[Start Exercise inputs]

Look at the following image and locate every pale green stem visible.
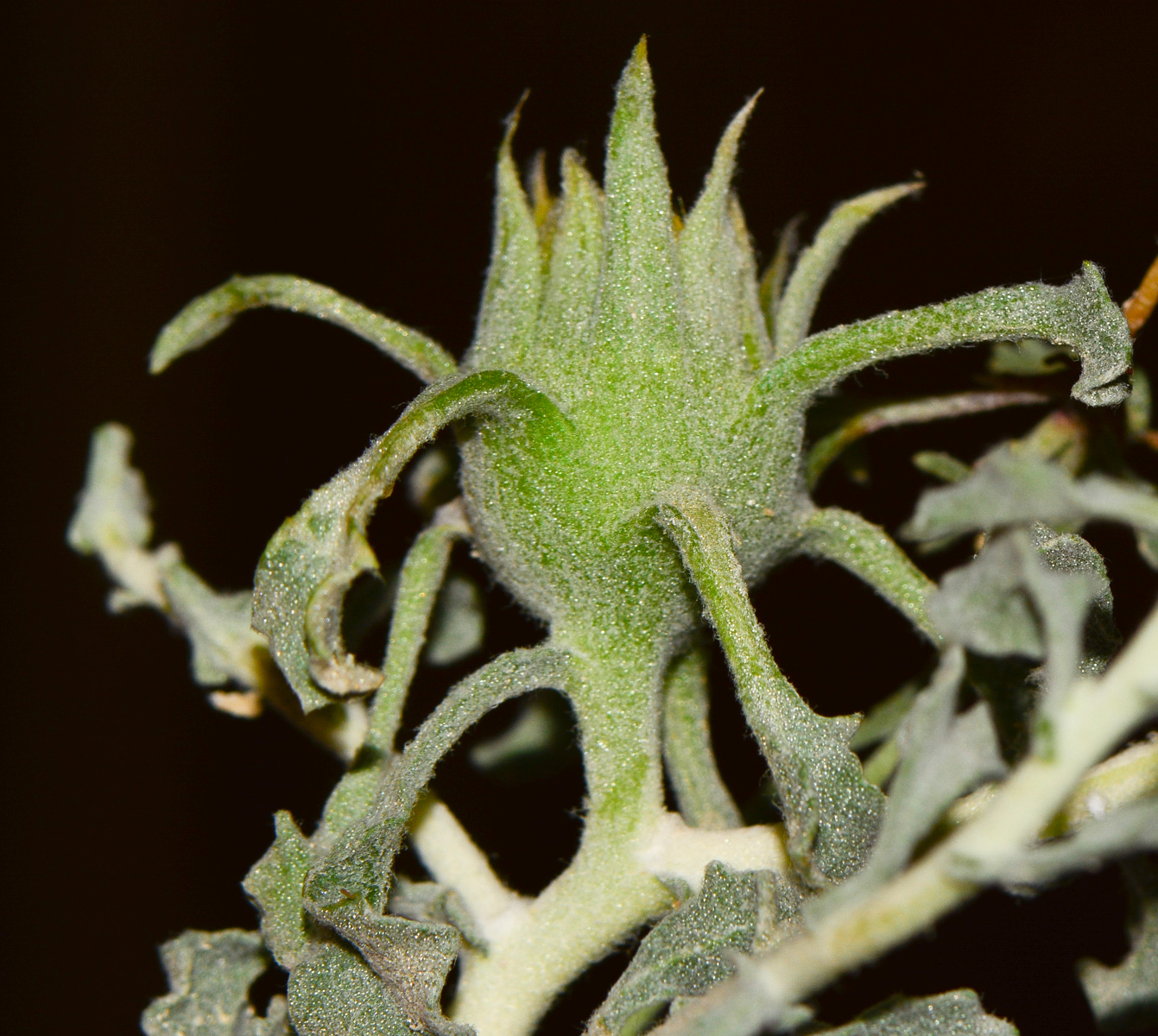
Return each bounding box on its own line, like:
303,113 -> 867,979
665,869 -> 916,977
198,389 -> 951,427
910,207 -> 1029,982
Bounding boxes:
663,645 -> 743,830
799,507 -> 940,643
149,273 -> 459,383
366,502 -> 470,755
656,610 -> 1158,1036
658,490 -> 883,882
452,652 -> 672,1036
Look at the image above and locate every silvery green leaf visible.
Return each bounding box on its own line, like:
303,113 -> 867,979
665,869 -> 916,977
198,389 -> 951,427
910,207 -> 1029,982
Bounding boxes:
254,370 -> 570,712
988,338 -> 1069,377
149,273 -> 446,382
825,989 -> 1016,1036
775,183 -> 924,356
387,874 -> 486,951
1078,856 -> 1158,1033
587,862 -> 799,1036
426,573 -> 485,666
805,391 -> 1049,489
242,809 -> 310,971
814,648 -> 1005,914
463,102 -> 543,370
142,928 -> 275,1036
67,424 -> 168,611
985,798 -> 1158,886
1125,367 -> 1154,439
849,682 -> 920,751
928,526 -> 1117,690
902,447 -> 1158,540
161,563 -> 265,687
288,940 -> 415,1036
305,646 -> 571,916
656,490 -> 883,886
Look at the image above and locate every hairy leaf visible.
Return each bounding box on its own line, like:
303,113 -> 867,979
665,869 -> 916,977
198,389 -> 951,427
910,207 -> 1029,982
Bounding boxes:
288,940 -> 415,1036
988,338 -> 1066,377
67,424 -> 168,611
149,273 -> 458,382
426,574 -> 485,666
659,490 -> 883,884
902,447 -> 1158,540
306,647 -> 570,925
242,809 -> 310,971
775,183 -> 924,356
1078,856 -> 1158,1033
805,391 -> 1049,489
587,862 -> 799,1036
990,798 -> 1158,886
254,370 -> 567,712
142,928 -> 288,1036
826,989 -> 1016,1036
465,102 -> 543,370
663,645 -> 741,830
799,507 -> 938,641
815,648 -> 1005,913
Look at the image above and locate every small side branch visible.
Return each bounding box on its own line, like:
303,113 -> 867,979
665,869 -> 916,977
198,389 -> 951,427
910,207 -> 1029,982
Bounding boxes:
366,500 -> 470,755
663,645 -> 743,830
149,273 -> 459,384
658,489 -> 883,884
800,507 -> 940,643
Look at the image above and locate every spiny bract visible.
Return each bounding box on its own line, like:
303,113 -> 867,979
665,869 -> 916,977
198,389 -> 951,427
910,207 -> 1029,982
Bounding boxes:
71,36 -> 1149,1036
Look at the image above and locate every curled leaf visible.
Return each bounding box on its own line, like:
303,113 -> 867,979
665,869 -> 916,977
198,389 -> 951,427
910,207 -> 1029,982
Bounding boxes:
254,370 -> 570,712
149,273 -> 458,382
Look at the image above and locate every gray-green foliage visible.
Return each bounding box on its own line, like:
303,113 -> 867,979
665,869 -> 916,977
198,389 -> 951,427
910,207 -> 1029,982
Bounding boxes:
68,36 -> 1158,1036
142,928 -> 289,1036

[End Exercise inputs]

[Short task]
Rewrite the data above, replacing every "locate" with "mark" and keeping everything else the same. Leave the picture out.

[Exercise output]
Look at the following image and mark every pale green stem visible.
Return each bounding box on its own line, like:
303,113 -> 867,979
665,869 -> 916,977
198,389 -> 951,427
910,207 -> 1029,982
Bounding boxes:
663,645 -> 743,830
799,507 -> 940,643
149,273 -> 459,383
366,502 -> 470,755
656,610 -> 1158,1036
658,490 -> 883,882
452,652 -> 672,1036
Look at the image above and mark every silvery green leaf visible.
Return each bounding box on its own line, like:
303,113 -> 867,979
665,869 -> 916,977
198,389 -> 951,427
910,207 -> 1029,982
Bounding boxes:
254,370 -> 570,712
988,338 -> 1069,377
149,273 -> 446,382
825,989 -> 1016,1036
775,183 -> 924,356
387,874 -> 486,951
1078,856 -> 1158,1033
587,862 -> 799,1036
426,573 -> 485,666
805,391 -> 1049,489
242,809 -> 310,971
814,648 -> 1005,914
463,102 -> 543,370
142,928 -> 275,1036
67,424 -> 168,611
985,798 -> 1158,886
1125,367 -> 1154,439
849,682 -> 920,751
928,526 -> 1117,690
902,447 -> 1158,540
161,563 -> 265,687
288,940 -> 415,1036
305,646 -> 571,916
656,490 -> 883,886
Look at the image above and mark every hairy leaf visible.
Return each bounding box on its own line, like:
303,113 -> 867,979
665,869 -> 916,977
198,389 -> 951,427
910,207 -> 1029,982
Bounding boxes:
288,940 -> 415,1036
988,338 -> 1066,377
67,424 -> 168,611
149,273 -> 458,382
426,574 -> 485,666
659,490 -> 883,884
902,447 -> 1158,540
306,647 -> 570,925
242,809 -> 310,971
775,183 -> 924,356
1078,856 -> 1158,1033
805,391 -> 1049,489
587,862 -> 799,1036
990,798 -> 1158,886
254,370 -> 567,712
142,928 -> 288,1036
826,989 -> 1016,1036
465,102 -> 543,370
663,645 -> 741,830
799,507 -> 938,641
815,648 -> 1005,913
Look at the image above and mark every small side branch visible.
Return each bounding box on its own line, like:
303,113 -> 867,979
665,869 -> 916,977
198,389 -> 951,427
910,207 -> 1029,982
Bounding boxes:
366,500 -> 470,755
663,645 -> 743,830
149,273 -> 459,384
658,489 -> 883,884
800,507 -> 940,643
Look at the image above and mark every spiny bract visible.
Return each bounding box on its own line, like:
303,113 -> 867,979
665,869 -> 916,977
198,389 -> 951,427
910,207 -> 1029,982
Bounding boxes:
71,36 -> 1149,1036
Look at the image above and mark every curled leaf visible.
Return each bounding box on its own line, like:
303,113 -> 867,979
665,869 -> 916,977
198,389 -> 951,427
910,207 -> 1029,982
Bounding boxes:
254,370 -> 570,712
149,273 -> 458,382
Look at the image above and mark every gray-green foliage visible.
Return each bounding box on its own line, like:
303,113 -> 867,979
665,869 -> 916,977
198,389 -> 951,427
910,207 -> 1029,982
Bounding boxes:
68,36 -> 1158,1036
142,928 -> 289,1036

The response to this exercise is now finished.